* **Page excerpt**:
These questions, have been examined with care and ability at the bar, but I think the evidence of the case relieves me from the necessity of deciding them, and reduces the case to some simple questions of fact and equity. It is impossible for me to consider the court in St. Thomas as a court of admiralty, although I should presume it had jurisdiction of the case. It does not profess to be a court of admiralty, but seems rather to have been a municipal tribunal. It is called “The Extra Court of St. Thomas;” the judge is called “The Mayor and Recorder of St. Thomas,” and he convened and held the court “in the presence of two associates.” There is nothing in the form or constitution of the court that bears any resemblance to a court of admiralty. The forms of proceeding are equally unlike those of a court of admiralty. There is no libel, no process, no answer. The whole proceeding is a singular one, and bears the evidence of its being in a municipal court, while it has none of the features of a court of admiralty, whose proceedings and judgments are to be respected by all the world, because they are all supposed to be parties.
If, then, there is not such a judgment as stands between this court and the merits and justice of the case; if we may look behind it, or rather into it, as it is set out on the record; the illegality and injustice of the judgment, according to all our notions of admiralty law, is so great that it is impossible to support it. Among other things, the forfeiture of wages is extended to wages earned after the alleged misconduct, going back even to the conduct of the mate at Philadelphia, and at Port au Platt, and forfeiting the wages on the subsequent voyage from Port au Platt to St. Thomas. Charges, too, against the libellant are allowed, contrary to the whole course of adjudication in this court. The contract was meant to be construed by our law, and the court at St. Thomas professes to do so, but has greatly mistaken it.
I feel myself at liberty to take up the case, notwithstanding the proceedings at St. Thomas. As to the clause in the shipping articles, that reinstating the offending seaman shall not be a waiver of the forfeiture. Suppose I give effect to this clause, — I must not, however, be understood as giving an opinion on it, — but for the present admitting it, still, this will not shut out the effect of other acts of waiver. Certainly, a party may waive any right; and when that right is a severe penal forfeiture, a waiver will be considered with favor to the offender. In this case there is another equity against the forfeiture. The captain, after the offence, continued to receive the services of the libel-lant as his mate, and hired no other in his place. This gives strength to the evidence to show that the captain, in fact, — -not by the legal construction said to be prevented by the clause in the articles, but in fact, by his own act and deed, — did waive the forfeiture.

* **Given exercise 1**:
According to the court opinion excerpt, which three things are missing from the proceeding at St. Thomas?

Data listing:
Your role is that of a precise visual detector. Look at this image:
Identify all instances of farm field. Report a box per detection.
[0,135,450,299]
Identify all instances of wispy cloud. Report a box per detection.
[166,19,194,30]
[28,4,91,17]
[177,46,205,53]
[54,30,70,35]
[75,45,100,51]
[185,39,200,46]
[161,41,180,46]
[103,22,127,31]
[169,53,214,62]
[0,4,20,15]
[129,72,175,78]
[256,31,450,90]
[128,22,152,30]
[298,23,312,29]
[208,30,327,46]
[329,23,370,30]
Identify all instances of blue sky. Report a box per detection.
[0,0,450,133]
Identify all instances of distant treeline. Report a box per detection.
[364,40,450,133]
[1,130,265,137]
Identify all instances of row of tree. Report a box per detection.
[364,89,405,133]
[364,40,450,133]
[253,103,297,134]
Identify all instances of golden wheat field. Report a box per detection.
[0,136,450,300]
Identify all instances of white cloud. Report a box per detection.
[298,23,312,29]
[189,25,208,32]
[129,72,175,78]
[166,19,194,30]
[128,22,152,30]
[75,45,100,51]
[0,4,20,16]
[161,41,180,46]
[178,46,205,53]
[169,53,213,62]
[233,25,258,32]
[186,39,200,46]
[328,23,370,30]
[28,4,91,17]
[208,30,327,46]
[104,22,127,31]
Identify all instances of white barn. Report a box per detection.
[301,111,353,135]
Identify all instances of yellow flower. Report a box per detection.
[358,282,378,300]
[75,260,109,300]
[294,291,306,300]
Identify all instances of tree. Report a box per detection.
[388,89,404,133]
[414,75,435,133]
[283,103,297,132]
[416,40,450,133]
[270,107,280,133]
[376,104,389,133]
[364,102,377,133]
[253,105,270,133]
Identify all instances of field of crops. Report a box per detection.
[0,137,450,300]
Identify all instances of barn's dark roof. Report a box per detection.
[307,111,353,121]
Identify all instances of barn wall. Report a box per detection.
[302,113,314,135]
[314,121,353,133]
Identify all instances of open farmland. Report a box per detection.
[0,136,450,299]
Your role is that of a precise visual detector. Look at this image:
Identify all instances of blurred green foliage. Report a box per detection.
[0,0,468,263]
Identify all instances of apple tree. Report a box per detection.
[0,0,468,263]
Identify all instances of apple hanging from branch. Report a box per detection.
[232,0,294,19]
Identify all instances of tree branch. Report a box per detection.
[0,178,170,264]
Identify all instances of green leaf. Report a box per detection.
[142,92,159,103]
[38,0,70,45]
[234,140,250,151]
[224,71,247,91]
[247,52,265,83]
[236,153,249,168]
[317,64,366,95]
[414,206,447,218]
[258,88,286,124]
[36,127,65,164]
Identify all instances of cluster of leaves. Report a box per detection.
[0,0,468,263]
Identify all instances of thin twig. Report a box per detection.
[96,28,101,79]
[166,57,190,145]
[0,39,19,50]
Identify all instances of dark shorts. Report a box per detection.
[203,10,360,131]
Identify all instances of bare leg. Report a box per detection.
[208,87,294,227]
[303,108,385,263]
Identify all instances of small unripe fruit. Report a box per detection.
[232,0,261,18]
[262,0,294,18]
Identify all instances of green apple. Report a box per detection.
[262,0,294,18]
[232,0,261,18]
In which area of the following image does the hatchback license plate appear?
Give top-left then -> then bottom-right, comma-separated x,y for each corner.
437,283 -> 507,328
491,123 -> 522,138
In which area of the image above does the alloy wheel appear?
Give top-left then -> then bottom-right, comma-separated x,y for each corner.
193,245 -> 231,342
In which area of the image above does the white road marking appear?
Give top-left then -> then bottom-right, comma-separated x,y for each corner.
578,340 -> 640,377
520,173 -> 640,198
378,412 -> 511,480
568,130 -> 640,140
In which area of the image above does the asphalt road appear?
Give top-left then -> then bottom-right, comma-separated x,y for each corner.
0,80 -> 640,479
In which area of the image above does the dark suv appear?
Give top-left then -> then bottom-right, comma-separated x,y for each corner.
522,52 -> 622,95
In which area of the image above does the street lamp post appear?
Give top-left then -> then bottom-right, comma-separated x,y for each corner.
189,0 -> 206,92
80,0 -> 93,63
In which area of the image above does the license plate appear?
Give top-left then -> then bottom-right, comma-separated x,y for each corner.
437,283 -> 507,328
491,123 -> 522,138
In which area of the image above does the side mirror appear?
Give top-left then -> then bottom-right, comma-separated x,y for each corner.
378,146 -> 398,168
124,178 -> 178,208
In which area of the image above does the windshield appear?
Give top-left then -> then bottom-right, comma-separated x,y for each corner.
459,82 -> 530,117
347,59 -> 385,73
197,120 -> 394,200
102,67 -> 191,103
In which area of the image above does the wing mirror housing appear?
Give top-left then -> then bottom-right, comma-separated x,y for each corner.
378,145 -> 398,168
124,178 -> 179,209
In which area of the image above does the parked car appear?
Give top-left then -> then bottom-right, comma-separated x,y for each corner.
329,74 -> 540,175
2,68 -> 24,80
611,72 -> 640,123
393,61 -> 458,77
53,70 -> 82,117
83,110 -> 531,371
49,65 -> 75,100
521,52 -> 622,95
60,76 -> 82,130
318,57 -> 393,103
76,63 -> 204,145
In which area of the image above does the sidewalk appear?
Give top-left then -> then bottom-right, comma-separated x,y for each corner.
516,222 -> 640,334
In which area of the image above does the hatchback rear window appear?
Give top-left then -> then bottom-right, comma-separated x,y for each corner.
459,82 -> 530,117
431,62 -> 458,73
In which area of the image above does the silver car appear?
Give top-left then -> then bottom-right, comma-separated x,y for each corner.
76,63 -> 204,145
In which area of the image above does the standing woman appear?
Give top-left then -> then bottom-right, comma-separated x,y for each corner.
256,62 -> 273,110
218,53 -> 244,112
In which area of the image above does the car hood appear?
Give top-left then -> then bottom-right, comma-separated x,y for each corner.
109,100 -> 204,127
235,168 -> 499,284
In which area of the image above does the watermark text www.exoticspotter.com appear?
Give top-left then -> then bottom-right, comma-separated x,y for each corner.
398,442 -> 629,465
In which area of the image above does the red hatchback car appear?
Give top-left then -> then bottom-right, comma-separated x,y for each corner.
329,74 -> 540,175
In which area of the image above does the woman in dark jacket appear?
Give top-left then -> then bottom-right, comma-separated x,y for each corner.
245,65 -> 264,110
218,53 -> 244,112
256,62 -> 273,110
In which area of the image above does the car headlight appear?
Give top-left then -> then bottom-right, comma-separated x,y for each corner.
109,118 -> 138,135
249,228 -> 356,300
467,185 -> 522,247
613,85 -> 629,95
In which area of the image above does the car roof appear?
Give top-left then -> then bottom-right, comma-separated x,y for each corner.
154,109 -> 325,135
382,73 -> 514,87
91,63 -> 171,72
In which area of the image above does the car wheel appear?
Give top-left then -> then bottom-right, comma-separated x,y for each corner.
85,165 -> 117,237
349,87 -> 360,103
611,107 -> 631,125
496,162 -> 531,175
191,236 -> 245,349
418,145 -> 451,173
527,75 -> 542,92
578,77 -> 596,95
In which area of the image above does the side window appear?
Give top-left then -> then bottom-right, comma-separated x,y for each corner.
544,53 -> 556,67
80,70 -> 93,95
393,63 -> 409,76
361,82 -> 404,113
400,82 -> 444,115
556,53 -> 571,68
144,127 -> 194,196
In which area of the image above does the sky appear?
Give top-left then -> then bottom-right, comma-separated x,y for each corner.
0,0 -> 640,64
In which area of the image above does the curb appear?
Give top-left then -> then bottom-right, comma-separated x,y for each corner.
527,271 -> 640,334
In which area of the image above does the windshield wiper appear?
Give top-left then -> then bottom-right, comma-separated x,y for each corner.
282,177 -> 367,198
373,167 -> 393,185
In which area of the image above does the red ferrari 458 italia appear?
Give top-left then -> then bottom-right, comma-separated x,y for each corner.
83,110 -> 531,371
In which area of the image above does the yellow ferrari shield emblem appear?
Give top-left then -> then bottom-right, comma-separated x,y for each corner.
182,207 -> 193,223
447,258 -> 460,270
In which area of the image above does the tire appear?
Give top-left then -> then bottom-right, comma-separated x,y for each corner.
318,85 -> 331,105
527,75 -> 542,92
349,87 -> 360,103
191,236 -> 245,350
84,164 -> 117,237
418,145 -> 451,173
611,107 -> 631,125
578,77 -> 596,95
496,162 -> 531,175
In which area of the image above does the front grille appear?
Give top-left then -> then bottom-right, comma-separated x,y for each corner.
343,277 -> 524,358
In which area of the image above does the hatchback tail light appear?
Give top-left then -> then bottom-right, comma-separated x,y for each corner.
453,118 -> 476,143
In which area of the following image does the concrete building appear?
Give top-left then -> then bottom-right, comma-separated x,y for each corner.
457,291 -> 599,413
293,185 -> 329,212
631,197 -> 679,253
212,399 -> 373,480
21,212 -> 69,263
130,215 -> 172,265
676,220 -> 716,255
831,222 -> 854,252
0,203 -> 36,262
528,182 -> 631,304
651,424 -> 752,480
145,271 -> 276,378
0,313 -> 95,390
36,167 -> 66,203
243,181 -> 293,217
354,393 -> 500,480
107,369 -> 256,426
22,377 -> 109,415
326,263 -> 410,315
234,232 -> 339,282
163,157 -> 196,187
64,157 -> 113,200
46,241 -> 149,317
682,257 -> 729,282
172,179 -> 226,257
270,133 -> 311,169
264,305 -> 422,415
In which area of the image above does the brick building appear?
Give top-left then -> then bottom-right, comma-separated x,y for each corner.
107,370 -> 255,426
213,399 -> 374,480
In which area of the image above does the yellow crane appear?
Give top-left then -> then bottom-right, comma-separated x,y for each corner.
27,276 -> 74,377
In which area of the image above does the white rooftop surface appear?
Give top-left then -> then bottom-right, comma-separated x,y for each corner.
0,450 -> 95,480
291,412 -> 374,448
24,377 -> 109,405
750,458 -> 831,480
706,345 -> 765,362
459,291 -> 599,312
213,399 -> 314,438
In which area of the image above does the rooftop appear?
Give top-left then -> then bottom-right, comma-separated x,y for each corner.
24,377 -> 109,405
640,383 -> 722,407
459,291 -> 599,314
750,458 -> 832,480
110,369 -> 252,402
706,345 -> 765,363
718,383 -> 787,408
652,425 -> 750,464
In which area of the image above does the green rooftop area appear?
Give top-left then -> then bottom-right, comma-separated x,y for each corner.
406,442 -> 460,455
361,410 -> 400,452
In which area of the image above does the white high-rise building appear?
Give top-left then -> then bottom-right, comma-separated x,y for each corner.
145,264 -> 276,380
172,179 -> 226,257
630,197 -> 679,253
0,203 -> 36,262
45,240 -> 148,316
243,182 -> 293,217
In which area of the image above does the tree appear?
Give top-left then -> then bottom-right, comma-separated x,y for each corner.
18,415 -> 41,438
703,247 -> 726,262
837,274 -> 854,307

* **Given exercise 2**:
Convert the part of the data listing that starts with the line containing "Identify all instances of wispy" and continues through the line containing "[1,130,265,137]" into a two-column CSV with the columns request and boxes. Make one row per request, put each field in quotation marks, and replace line breaks with spaces.

* **Task response 1**:
A libel, process, and an answer.

* **Task response 2**:
request,boxes
"Identify all instances of wispy cloud. Report a box per detection.","[166,19,194,30] [28,4,91,17] [177,46,205,53] [54,30,70,35] [75,45,100,51] [185,39,200,46] [161,41,180,46] [103,22,127,31] [169,53,214,62] [0,4,20,15] [129,72,175,78] [256,31,450,90] [128,22,152,30] [298,23,312,29] [208,30,327,46] [329,23,370,30]"
"Identify all instances of blue sky. Report a box per detection.","[0,0,450,133]"
"Identify all instances of distant treeline. Report a box per detection.","[364,40,450,133] [1,130,265,137]"